# start of PAGE EXTRACT

The second chapter, "Appropriation," centers on the Troyes casket, an ivory box that juxtaposes scenes of imperial hunters, an imperial adventus, and, on the box ends, a pair of Chinese phoenixes, or feng huang. Of the exotic motifs treated in the book, these have traveled the furthest from their source. Walker argues persuasively that, rather than being related to the Christian phoenix, the symbol of resurrection, they are recognizably foreign forms whose presence on the Troyes casket is meant to represent the notional reach of the Byzantine oikoumene even to the farthest East. Walker explored the Byzantine appropriation of the feng huang bird as a motif in a 2010 article in Ars Orientalis; although publishing that material separately allows a certain streamlining of her argument in the book, one can regret that much of the rich visual material that she adduced there is not reproduced here in The Emperor and the World. Walker convincingly reads the ensemble as a deliberate combination of motifs favored in the Late Antique (referred to throughout the book as "Roman-Byzantine") and Iconoclastic periods with the exotic element of the feng huang in order to universalize the message of imperial supremacy.

The following chapter, "Parity," concerns itself with the exchange of gifts between Byzantine and Islamic courts, particularly as documented in the Fatimid Book of Gifts and Rarities. The discussion centers on descriptions of two extraordinary objects no longer extant: the reputed saddle of Alexander the Great, presented by the Byzantine emperor to the Fatimid caliph in the tenth century, and a vest adorned with the seal of Solomon in rubies, given to the emperor by the ruler of the Great Seljuks in the eleventh century. These gifts, at once works of art and relics, find a common ground of ideal rulership in figures from ancient and biblical history and demonstrate the esteem in which Byzantine and Islamic rulers held one another in the period of Byzantium's greatest might. Such gifts express an attitude of mutual respect--if not constant peace--between the Byzantine court and its Islamic neighbors that contrasts with the more condescending attitude evident in Byzantium's contemporary relationship with Christian Europe.

# end of PAGE EXTRACT

**EXERCISE**
In the book review excerpt, what appears on the ends of the Troyes casket?

# start of DATASET

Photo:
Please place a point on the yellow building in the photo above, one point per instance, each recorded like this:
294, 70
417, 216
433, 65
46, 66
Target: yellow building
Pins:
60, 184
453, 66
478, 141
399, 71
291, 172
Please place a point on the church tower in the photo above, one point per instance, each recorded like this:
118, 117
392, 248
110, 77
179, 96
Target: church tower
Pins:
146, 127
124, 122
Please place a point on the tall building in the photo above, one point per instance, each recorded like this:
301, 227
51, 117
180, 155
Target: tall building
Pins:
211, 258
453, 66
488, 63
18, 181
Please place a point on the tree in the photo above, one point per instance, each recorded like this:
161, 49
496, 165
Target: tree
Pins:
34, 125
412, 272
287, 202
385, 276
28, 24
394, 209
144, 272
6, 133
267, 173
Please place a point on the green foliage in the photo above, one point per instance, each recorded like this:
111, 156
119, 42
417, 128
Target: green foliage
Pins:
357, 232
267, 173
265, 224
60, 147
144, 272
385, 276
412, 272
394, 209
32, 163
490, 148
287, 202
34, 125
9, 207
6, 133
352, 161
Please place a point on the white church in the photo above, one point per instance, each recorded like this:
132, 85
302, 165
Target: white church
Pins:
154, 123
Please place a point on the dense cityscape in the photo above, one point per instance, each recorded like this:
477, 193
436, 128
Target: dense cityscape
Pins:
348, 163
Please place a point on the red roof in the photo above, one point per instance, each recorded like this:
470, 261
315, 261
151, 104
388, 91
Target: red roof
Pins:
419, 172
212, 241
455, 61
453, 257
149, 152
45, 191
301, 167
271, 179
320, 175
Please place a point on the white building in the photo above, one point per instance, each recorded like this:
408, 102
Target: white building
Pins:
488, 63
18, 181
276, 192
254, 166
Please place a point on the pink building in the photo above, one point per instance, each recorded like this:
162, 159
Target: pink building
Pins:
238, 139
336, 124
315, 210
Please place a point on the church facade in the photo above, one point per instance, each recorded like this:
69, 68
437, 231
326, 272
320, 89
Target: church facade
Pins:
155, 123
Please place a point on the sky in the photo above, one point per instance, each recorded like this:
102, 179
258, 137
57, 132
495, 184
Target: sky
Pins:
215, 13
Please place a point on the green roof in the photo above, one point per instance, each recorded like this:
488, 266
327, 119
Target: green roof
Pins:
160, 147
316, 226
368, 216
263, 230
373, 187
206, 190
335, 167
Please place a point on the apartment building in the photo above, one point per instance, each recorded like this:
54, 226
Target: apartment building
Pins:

# end of DATASET

**CORRECT RESPONSE**
A pair of Chinese phoenixes, or feng huang.